▶ _Article_:
A new study shows that increasing teaching hours significantly improves students’ reading skills, but only when teachers are allowed to plan the curriculum for the extra hours themselves. (Photo: Shutterstock)

Students’ reading improves with longer school days

Longer school days where teachers are free to plan extra sessions can improve students’ reading skills.

A new study finds that longer school hours improves students reading abilities.

“The effect of extra teaching time has been very unclear, but we have now obtained good evidence that there is a positive effect on students reading,” says lead-author Simon Calmar Andersen, Professor at the Institute for Department of Political Science, Aarhus University, Denmark.

The results are published in the scientific journal Proceedings of the National Academy of Sciences (PNAS).

Three extra hours a week make a difference

Andersen and colleagues enlisted 1,934 high school students. At least ten per cent of the students were bilingual.

The students took part in three hours of extra teaching a week for 16 weeks, which represented a 15 per cent increase in their teaching hours.

28 schools introduced a detailed teaching program developed by an expert teacher, while 31 schools allowed the teachers free reign over what they could teach within the three additional hours, and 31 schools had no extra teaching hours and acted as a control group.

Students then took a national reading test and Andersen compared their new results with the results of a previous test taken two years earlier.

▶ _Data provided_:
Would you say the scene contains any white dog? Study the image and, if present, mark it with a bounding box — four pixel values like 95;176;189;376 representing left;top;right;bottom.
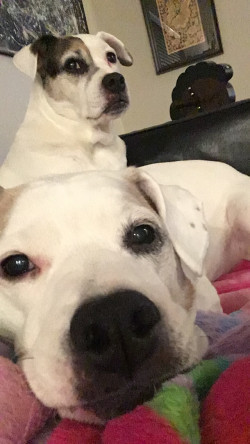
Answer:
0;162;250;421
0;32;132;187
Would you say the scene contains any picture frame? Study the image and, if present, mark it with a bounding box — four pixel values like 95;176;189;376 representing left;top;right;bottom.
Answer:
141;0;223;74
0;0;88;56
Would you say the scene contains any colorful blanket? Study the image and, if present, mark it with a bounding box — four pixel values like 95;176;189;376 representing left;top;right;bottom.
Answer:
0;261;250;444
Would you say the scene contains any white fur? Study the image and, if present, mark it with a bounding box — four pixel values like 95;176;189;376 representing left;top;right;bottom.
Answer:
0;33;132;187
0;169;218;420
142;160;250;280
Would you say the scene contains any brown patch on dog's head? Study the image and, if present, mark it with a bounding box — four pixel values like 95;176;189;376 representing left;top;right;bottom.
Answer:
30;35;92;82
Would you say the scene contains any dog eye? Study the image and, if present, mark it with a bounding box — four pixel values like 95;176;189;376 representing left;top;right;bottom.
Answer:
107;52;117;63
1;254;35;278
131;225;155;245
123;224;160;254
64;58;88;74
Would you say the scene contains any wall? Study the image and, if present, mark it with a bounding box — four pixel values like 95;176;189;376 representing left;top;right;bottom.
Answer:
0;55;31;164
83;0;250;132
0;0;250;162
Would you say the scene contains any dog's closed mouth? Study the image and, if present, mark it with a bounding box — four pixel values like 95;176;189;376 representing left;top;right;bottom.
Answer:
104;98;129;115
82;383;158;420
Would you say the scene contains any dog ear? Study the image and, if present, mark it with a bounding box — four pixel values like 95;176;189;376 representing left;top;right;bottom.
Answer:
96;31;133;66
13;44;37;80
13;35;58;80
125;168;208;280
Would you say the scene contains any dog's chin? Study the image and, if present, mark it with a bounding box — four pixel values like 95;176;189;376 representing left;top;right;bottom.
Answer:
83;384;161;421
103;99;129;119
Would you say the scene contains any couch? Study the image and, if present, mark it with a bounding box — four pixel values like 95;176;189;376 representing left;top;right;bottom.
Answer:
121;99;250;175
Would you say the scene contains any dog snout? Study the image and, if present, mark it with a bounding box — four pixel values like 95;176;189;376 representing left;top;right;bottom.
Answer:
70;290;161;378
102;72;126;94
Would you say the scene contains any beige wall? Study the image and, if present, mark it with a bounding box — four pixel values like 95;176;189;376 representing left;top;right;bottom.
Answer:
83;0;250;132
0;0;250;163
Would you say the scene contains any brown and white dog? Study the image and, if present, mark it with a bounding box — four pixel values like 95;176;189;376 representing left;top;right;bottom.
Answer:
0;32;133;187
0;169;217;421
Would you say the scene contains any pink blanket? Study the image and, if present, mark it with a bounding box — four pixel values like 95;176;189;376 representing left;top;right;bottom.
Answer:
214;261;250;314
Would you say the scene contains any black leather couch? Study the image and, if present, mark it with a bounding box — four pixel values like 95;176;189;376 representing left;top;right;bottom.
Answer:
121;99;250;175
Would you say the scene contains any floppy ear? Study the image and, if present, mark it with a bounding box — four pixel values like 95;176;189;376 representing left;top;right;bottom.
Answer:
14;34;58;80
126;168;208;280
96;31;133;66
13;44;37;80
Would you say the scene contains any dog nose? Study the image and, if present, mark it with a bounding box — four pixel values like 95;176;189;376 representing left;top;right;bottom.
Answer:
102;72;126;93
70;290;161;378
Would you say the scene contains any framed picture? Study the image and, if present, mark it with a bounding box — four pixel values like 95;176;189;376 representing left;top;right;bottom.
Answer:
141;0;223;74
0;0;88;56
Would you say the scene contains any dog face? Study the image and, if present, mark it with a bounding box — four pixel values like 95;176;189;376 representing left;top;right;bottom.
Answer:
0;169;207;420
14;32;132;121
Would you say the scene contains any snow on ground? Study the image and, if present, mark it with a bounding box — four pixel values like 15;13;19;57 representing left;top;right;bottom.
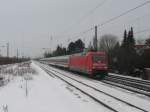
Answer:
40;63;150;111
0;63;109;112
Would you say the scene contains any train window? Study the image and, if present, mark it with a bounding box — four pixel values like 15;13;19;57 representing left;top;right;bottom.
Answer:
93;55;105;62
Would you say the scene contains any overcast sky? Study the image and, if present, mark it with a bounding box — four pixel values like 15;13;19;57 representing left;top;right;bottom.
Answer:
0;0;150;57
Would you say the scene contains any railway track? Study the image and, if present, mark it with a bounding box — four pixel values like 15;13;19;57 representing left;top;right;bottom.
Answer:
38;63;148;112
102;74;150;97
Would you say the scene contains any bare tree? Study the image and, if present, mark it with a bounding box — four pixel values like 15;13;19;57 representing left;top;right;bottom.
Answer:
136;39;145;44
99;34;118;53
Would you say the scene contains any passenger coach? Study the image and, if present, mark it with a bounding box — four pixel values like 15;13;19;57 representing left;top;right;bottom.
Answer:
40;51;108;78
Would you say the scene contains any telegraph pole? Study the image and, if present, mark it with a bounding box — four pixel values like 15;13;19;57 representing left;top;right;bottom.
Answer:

▶ _Directives_:
A - Rewrite the article on longer school days from "A new study shows" up to and including "students’ reading skills.", with "reading" replaced by "literacy".
B - Extend the article on extra teaching hours and reading skills, picking up after its last sentence.

▶ _Responses per task_:
A -
A new study shows that increasing teaching hours significantly improves students’ literacy skills, but only when teachers are allowed to plan the curriculum for the extra hours themselves. (Photo: Shutterstock)

Students’ literacy improves with longer school days

Longer school days where teachers are free to plan extra sessions can improve students’ literacy skills.

B -
Free reign produced better results

They discovered that students performed better in reading tests when the teacher planned the sessions, while the pupils who attended sessions planned by experts improved by a very small and statistically insignificant amount.

“It’s really interesting and surprising that there was a better effect when the teachers had freedom to use the time as they wished. This is a good argument that teachers can manage their teaching programs themselves,” says Andersen.

“Teachers can adapt their teaching but there’s no room to manoeuvre with a detailed program, which will be effective for some students and ineffective for others,” he says.

Colleague: The result is random

Peter Allerup from the Danish Institute of Education and Training disagrees. He was not involved in the new research, but has previously published an international report on the effect of longer school days on student grades in mathematics and natural sciences.

“A number of studies, both national and international, have shown that increasing or decreasing teaching hours has no effect on student achievements,” says Allerup.

His own report reached the same conclusion.

As for Andersen’s conclusions, says Allerup, they are random.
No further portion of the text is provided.